Passage shown:
— Start —
Psyched to finally have my chance to go to Owey. Photo: Rob Greenwood
Dan Gallagher is supposed to be retired from ferrying people to Owey Island, but he hates seeing people in "a spot of bother", so he came out of retirement just to get us over. A man called Charlie is supposed to be doing the crossing now, but we couldn't get a phone number for him. Photo: Rob Greenwood
The fantastically located camp at Owey Island
Owey Island population declined slowly through the 20th century, the last inhabitants leaving the island by the 1970's. Luckily in the last decade or so, it has seen a repopulation by folk who want to be away from it all in an idyllic location.
— End —
Extracted data:
— Start —
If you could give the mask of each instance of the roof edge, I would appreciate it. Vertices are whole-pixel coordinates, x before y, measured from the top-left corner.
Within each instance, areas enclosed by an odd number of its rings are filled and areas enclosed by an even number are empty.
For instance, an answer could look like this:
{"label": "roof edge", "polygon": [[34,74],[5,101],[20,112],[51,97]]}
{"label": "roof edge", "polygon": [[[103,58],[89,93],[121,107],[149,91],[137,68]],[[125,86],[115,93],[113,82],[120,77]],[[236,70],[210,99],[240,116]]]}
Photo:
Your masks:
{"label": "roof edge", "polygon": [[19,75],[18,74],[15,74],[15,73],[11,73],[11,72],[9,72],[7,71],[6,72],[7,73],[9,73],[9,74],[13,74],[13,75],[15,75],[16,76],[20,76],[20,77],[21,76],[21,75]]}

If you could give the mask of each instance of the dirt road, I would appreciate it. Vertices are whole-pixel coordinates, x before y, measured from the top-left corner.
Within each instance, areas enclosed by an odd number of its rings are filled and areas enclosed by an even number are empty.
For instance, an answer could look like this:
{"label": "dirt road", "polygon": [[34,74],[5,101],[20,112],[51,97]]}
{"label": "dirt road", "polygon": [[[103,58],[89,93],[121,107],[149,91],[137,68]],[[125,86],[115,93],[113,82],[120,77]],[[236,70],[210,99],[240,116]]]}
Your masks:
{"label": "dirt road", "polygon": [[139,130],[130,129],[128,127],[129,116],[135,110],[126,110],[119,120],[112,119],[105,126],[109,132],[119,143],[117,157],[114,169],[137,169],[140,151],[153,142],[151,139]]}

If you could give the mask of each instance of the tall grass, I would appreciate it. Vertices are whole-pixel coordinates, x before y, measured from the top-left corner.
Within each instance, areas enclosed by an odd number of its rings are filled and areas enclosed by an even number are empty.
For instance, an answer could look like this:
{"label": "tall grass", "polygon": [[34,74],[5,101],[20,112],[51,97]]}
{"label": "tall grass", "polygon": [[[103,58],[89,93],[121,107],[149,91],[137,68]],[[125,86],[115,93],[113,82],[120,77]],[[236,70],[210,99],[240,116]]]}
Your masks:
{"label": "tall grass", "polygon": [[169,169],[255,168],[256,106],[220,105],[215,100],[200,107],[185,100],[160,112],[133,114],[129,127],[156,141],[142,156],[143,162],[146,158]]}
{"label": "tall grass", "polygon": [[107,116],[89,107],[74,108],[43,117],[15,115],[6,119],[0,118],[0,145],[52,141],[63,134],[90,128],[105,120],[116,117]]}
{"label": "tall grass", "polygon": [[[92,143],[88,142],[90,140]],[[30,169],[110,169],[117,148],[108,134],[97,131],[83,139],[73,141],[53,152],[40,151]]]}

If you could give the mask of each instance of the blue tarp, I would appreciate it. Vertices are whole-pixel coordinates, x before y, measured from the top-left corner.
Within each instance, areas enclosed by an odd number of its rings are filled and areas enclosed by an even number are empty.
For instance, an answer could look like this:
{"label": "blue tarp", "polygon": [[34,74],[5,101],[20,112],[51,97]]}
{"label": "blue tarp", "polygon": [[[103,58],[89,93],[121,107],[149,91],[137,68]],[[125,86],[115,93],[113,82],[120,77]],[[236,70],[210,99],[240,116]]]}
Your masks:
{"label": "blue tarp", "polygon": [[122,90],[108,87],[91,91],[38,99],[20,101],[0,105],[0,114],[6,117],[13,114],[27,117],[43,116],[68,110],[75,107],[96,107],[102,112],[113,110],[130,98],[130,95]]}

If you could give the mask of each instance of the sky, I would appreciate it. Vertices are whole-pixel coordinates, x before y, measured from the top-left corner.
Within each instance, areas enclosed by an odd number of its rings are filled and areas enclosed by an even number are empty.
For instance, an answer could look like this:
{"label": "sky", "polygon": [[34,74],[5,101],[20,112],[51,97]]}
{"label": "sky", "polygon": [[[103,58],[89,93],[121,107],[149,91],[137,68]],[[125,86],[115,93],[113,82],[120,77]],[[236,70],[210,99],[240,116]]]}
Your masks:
— End —
Directives:
1. In the Owey Island text, by when had the last inhabitants left the island?
2. Transcribe the Owey Island text starting at "Psyched to finally" and ending at "an idyllic location.".
3. Go on with the Owey Island text from where it stops.

Results by task:
1. By the 1970's.

2.
Psyched to finally have my chance to go to Owey. Photo: Rob Greenwood
Dan Gallagher is supposed to be retired from ferrying people to Owey Island, but he hates seeing people in "a spot of bother", so he came out of retirement just to get us over. A man called Charlie is supposed to be doing the crossing now, but we couldn't get a phone number for him. Photo: Rob Greenwood
The fantastically located camp at Owey Island
Owey Island population declined slowly through the 20th century, the last inhabitants leaving the island by the 1970's. Luckily in the last decade or so, it has seen a repopulation by folk who want to be away from it all in an idyllic location.

3.
Our arrival to Donegal was relatively smooth other than we almost royally fucked up. Upon calling Dan Gallagher, the boatman who does the crossing between Cruit and Owey Island, revealed that he had retired from doing that job and Charlie, his replacement, was on holidays. Rob worked his best magic for Dan end up saying he didn't want to see anyone in "a spot of bother", so he came out of retirement to get us both across to pursue our all-consuming obsession. According to my carefully laid-out plans, we should have a wonderful weather window for 2.5 days. And what a weather window it was, bloody roasting it was just standing at basecamp. That first day we chilled for a bit and then went down to the Donkey's Pelvis zawn to check out Rainshadow (E4) or The Itchy Nose (E6). After loosing the best part of 40mts out of our 100mts ab rope, we realized that most of the routes were gopping wet, despite this zawn having some jaw-dropping unclimbed lines, we settled for the classic HVS Donkey's Pelvis with the E2 finale.

Believe it or not, this is Owey's own night club, where back in the day people would gather to drink Irish whisky and vent their frustrations I guess. Brilliant name for a night club.
Rob climbing the first pitch of The Donkey's Pelvis. I finished up a the brilliant E2 alternative pitch, which is the overhanging roof at the top.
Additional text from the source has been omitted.